[Object pointing entries for photos]
++++
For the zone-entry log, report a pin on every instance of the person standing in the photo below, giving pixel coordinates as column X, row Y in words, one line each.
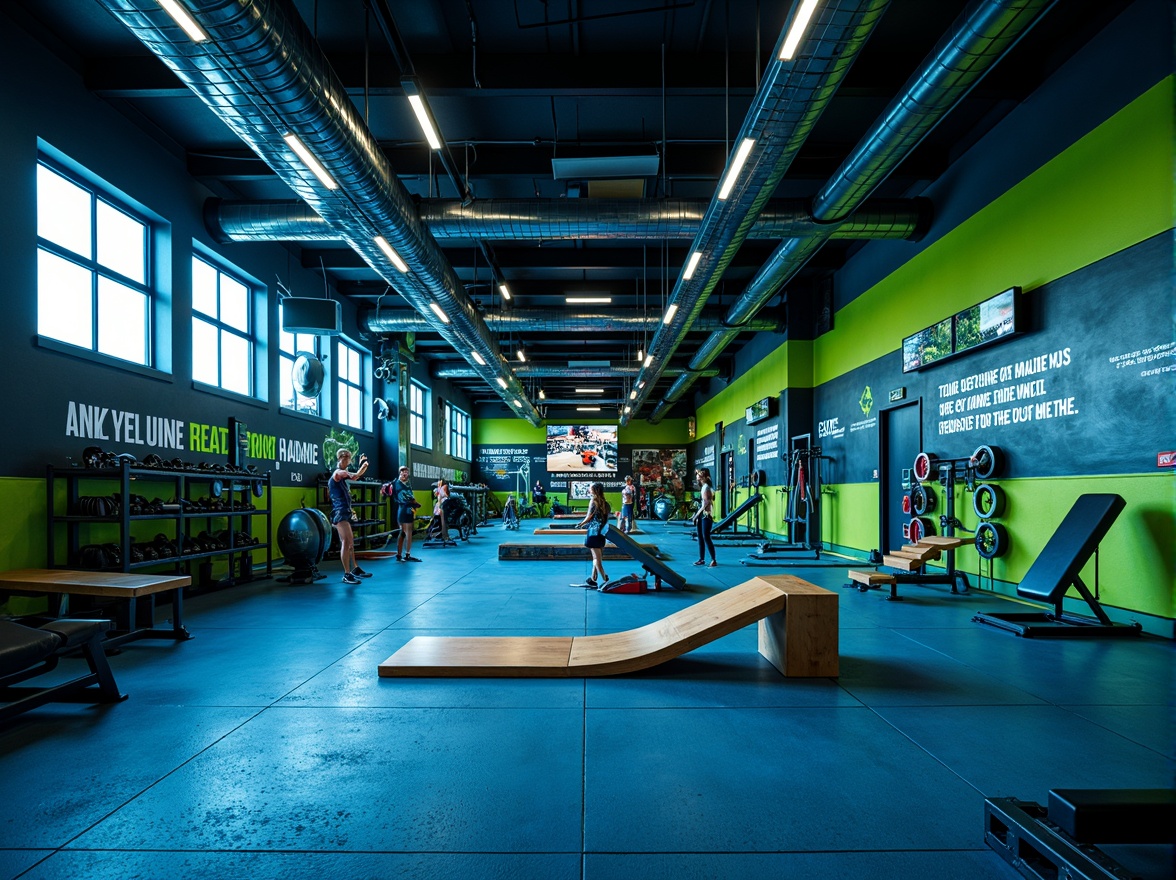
column 341, row 513
column 595, row 522
column 406, row 515
column 705, row 517
column 628, row 498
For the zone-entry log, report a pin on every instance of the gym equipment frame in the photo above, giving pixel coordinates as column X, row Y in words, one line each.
column 1056, row 570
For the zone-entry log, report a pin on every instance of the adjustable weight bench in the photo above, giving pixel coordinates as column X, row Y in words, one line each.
column 27, row 652
column 1056, row 570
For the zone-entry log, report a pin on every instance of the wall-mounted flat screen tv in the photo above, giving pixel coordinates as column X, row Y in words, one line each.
column 579, row 448
column 927, row 346
column 988, row 321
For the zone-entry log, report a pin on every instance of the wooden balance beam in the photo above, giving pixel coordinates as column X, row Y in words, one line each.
column 797, row 634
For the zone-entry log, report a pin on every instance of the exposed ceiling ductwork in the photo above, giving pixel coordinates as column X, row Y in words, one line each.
column 790, row 99
column 264, row 74
column 979, row 38
column 583, row 219
column 549, row 320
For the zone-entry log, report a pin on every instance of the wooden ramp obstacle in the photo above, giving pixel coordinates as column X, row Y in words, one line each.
column 797, row 634
column 516, row 551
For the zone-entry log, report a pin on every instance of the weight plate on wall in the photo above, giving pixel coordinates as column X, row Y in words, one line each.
column 988, row 501
column 987, row 461
column 922, row 499
column 991, row 540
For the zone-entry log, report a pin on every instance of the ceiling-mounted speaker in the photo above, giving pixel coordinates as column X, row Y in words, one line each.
column 307, row 314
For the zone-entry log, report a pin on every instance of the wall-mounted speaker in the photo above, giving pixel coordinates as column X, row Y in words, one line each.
column 306, row 314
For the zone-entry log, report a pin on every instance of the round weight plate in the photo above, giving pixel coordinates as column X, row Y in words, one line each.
column 988, row 501
column 924, row 462
column 991, row 540
column 987, row 461
column 922, row 499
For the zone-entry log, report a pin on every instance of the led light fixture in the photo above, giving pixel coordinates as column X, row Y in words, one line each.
column 799, row 26
column 309, row 161
column 184, row 19
column 735, row 167
column 382, row 244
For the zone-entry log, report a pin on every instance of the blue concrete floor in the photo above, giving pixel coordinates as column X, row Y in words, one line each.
column 268, row 747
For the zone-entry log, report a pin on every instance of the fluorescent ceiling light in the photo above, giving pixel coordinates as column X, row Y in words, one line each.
column 735, row 167
column 184, row 19
column 800, row 25
column 422, row 117
column 309, row 161
column 382, row 244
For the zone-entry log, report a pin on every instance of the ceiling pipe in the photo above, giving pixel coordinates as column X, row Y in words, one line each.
column 549, row 320
column 790, row 99
column 977, row 39
column 567, row 219
column 262, row 73
column 543, row 371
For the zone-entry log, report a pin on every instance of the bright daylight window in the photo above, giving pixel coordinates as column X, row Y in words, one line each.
column 351, row 390
column 456, row 433
column 222, row 339
column 92, row 268
column 419, row 413
column 291, row 346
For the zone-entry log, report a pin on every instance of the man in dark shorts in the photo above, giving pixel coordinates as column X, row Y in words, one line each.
column 406, row 515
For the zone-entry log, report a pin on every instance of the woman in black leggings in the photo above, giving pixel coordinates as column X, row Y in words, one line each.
column 705, row 517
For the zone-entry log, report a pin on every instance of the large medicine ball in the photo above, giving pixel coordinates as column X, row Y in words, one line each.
column 300, row 538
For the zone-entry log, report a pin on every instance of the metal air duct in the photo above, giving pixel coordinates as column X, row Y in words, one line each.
column 977, row 39
column 790, row 99
column 262, row 73
column 555, row 219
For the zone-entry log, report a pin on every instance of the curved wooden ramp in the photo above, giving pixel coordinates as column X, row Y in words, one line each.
column 799, row 637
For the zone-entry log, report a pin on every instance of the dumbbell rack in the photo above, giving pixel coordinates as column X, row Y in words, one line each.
column 67, row 522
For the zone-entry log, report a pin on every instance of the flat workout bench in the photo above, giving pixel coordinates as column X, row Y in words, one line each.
column 797, row 634
column 1056, row 570
column 134, row 620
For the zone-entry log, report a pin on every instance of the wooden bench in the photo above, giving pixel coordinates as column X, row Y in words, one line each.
column 797, row 634
column 134, row 620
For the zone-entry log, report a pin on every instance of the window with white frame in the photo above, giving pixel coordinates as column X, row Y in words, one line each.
column 222, row 327
column 456, row 435
column 351, row 387
column 93, row 265
column 419, row 414
column 291, row 346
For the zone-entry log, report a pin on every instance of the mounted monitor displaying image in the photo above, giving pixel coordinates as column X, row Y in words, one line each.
column 573, row 448
column 988, row 321
column 927, row 346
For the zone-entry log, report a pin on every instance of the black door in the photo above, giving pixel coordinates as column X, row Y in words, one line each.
column 901, row 439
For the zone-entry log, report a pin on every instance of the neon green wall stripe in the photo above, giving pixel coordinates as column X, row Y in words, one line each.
column 1110, row 190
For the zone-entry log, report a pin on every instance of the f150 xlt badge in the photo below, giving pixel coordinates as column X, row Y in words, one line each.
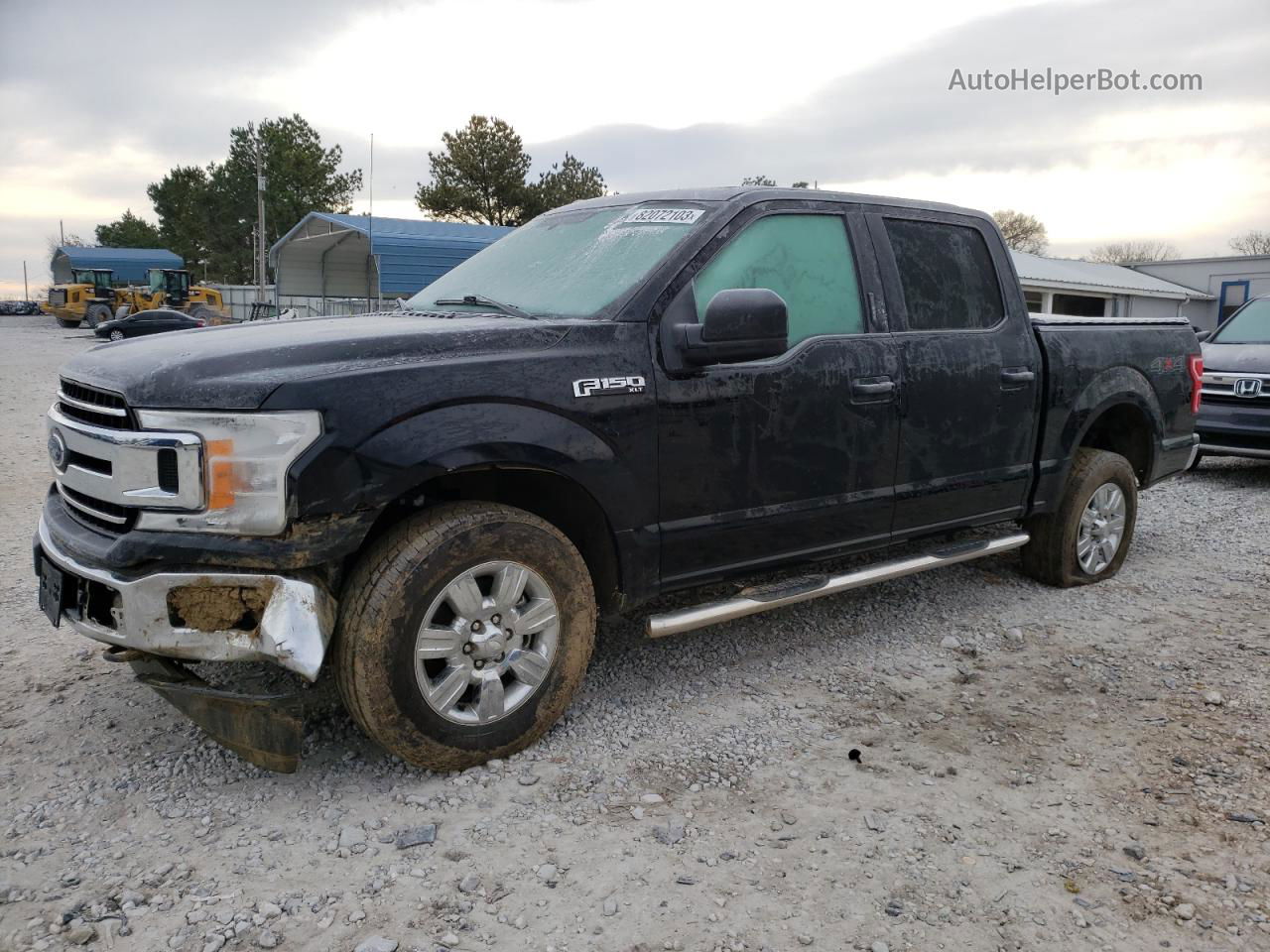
column 589, row 386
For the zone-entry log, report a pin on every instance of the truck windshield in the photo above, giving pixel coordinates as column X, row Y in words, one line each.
column 570, row 264
column 1250, row 325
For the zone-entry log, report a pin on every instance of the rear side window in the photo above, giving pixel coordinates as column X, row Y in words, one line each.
column 803, row 258
column 947, row 275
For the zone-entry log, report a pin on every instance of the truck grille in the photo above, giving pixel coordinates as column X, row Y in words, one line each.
column 96, row 513
column 108, row 470
column 98, row 408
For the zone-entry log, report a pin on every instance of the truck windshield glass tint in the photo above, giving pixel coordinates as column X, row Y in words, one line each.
column 1248, row 326
column 571, row 264
column 803, row 258
column 947, row 275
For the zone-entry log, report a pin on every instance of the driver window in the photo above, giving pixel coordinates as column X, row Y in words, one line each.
column 806, row 259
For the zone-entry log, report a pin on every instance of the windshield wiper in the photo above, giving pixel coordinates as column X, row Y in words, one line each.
column 471, row 299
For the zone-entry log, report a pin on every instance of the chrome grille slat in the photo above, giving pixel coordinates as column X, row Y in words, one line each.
column 131, row 476
column 89, row 511
column 64, row 398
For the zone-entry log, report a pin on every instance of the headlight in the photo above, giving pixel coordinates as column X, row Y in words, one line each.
column 245, row 462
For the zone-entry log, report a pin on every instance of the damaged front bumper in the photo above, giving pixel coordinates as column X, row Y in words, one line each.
column 190, row 616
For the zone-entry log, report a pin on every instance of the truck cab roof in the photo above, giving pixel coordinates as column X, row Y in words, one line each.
column 749, row 194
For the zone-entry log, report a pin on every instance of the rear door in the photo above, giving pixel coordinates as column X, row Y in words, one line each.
column 970, row 366
column 789, row 457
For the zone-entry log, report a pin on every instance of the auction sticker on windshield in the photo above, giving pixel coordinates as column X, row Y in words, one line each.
column 662, row 216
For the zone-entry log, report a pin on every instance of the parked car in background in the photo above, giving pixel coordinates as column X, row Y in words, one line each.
column 1234, row 413
column 144, row 322
column 19, row 307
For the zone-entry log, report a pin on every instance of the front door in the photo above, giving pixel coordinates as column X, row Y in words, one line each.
column 971, row 372
column 789, row 457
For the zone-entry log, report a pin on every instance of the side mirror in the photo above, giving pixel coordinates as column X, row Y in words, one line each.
column 740, row 324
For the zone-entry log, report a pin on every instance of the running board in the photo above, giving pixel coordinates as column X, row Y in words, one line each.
column 765, row 598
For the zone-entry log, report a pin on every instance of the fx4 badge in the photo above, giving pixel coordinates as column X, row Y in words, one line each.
column 590, row 386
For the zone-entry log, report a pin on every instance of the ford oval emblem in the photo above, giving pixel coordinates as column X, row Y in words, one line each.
column 58, row 451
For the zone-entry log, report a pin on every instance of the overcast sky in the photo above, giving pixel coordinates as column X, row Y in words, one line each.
column 658, row 94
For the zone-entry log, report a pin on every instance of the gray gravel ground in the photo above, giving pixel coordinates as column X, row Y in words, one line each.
column 1040, row 770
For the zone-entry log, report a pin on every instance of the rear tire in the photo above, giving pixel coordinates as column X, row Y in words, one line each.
column 390, row 644
column 1075, row 544
column 95, row 313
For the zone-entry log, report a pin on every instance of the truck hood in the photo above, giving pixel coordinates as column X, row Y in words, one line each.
column 236, row 367
column 1236, row 358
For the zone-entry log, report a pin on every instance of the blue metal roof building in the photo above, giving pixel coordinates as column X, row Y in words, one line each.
column 348, row 255
column 131, row 266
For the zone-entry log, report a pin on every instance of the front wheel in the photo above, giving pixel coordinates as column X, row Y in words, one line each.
column 1087, row 537
column 463, row 634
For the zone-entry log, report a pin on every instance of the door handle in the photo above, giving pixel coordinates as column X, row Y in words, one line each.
column 1016, row 376
column 873, row 389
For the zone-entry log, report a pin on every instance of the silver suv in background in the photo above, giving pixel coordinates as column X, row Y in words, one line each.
column 1234, row 409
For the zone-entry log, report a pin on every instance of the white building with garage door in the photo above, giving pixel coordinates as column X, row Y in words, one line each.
column 1089, row 290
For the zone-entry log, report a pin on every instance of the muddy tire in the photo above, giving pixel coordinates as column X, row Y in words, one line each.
column 1087, row 537
column 95, row 313
column 441, row 607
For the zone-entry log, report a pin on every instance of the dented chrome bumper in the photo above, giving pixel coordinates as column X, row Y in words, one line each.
column 285, row 621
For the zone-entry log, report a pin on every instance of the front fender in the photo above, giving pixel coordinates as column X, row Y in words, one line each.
column 517, row 435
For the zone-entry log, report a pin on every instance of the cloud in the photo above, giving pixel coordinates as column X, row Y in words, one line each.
column 160, row 84
column 899, row 117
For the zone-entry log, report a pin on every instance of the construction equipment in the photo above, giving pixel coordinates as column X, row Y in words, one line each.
column 91, row 298
column 89, row 290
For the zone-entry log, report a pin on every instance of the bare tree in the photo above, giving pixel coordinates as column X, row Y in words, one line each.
column 1127, row 252
column 1254, row 243
column 1021, row 231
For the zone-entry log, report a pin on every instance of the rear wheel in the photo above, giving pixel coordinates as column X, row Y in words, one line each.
column 1087, row 537
column 463, row 634
column 95, row 313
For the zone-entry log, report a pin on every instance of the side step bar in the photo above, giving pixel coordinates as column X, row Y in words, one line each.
column 765, row 598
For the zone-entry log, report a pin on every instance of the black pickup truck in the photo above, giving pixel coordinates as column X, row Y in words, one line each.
column 627, row 397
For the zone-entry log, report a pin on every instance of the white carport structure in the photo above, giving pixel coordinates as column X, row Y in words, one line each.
column 331, row 255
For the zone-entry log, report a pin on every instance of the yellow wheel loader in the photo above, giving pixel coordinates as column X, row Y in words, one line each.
column 91, row 298
column 90, row 290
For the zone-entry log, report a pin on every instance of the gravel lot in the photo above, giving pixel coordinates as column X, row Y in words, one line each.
column 1040, row 770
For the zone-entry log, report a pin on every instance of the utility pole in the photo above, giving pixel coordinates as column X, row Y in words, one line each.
column 370, row 250
column 262, row 264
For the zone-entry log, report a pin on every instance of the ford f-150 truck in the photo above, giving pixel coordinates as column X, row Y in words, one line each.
column 625, row 398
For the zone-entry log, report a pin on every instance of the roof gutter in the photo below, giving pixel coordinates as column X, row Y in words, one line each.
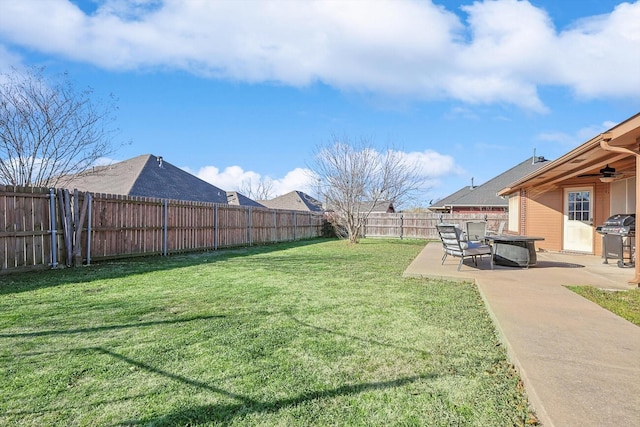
column 604, row 143
column 588, row 146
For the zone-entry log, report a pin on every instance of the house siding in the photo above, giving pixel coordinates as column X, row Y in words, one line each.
column 544, row 214
column 544, row 218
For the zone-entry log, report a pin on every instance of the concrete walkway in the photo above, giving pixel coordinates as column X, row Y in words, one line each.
column 580, row 363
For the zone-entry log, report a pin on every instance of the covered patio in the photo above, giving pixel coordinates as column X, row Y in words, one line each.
column 580, row 363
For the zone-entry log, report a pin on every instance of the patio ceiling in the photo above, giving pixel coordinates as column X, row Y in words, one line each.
column 588, row 158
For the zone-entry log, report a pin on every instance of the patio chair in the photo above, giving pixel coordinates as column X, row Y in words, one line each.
column 454, row 246
column 476, row 230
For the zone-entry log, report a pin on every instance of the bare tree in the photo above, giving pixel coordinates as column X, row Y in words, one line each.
column 260, row 190
column 353, row 177
column 49, row 129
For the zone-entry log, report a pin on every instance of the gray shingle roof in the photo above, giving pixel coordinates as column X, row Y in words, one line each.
column 295, row 201
column 238, row 199
column 146, row 176
column 487, row 193
column 384, row 206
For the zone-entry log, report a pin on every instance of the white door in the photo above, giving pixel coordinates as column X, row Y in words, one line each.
column 578, row 219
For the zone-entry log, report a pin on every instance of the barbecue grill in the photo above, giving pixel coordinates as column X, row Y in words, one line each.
column 618, row 239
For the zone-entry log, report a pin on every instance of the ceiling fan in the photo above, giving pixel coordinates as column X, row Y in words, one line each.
column 607, row 174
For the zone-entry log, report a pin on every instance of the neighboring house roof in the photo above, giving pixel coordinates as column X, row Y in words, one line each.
column 486, row 195
column 295, row 201
column 447, row 201
column 384, row 206
column 235, row 198
column 146, row 176
column 616, row 147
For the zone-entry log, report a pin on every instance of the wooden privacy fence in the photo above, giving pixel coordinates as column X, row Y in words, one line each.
column 46, row 227
column 422, row 225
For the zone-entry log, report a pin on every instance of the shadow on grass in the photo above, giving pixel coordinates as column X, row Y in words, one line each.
column 246, row 405
column 108, row 328
column 356, row 338
column 104, row 270
column 224, row 414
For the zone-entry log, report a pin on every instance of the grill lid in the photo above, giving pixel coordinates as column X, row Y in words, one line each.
column 622, row 224
column 621, row 220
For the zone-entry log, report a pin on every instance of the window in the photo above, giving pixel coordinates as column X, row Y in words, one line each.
column 579, row 206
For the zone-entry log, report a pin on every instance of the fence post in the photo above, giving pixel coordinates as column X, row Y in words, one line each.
column 89, row 228
column 52, row 217
column 275, row 226
column 165, row 227
column 249, row 226
column 215, row 227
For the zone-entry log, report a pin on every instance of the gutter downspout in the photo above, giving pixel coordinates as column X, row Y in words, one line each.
column 604, row 144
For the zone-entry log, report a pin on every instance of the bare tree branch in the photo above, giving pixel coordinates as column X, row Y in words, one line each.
column 49, row 129
column 354, row 177
column 260, row 190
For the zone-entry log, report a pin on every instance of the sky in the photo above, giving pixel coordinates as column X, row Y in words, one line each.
column 237, row 91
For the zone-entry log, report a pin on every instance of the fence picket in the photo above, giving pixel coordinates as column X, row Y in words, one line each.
column 123, row 226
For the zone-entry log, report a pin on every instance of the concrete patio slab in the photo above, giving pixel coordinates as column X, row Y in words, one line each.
column 580, row 363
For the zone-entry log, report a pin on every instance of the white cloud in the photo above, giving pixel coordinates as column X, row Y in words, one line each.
column 503, row 53
column 432, row 164
column 579, row 137
column 231, row 178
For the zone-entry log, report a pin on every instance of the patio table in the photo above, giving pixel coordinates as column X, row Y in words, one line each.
column 512, row 250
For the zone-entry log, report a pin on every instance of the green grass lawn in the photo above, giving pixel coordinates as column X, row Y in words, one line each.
++++
▸ **Given problem**
Set out everything in the entries above, from the line containing "of the auction" down to the line containing "column 19, row 307", as a numbered list that includes both of those lines and skips any blank lines.

▸ **Result of the task**
1. For the zone-entry log, report a pin on every instance of the auction sticker on windshield in the photo above, giving pixel coordinates as column X, row Y in words, one line each.
2. column 662, row 216
3. For the zone-entry log, report a pin on every instance of the parked car in background in the photo above, giving pixel coordinates as column X, row Y in words, one line each.
4. column 1234, row 413
5. column 144, row 322
6. column 19, row 307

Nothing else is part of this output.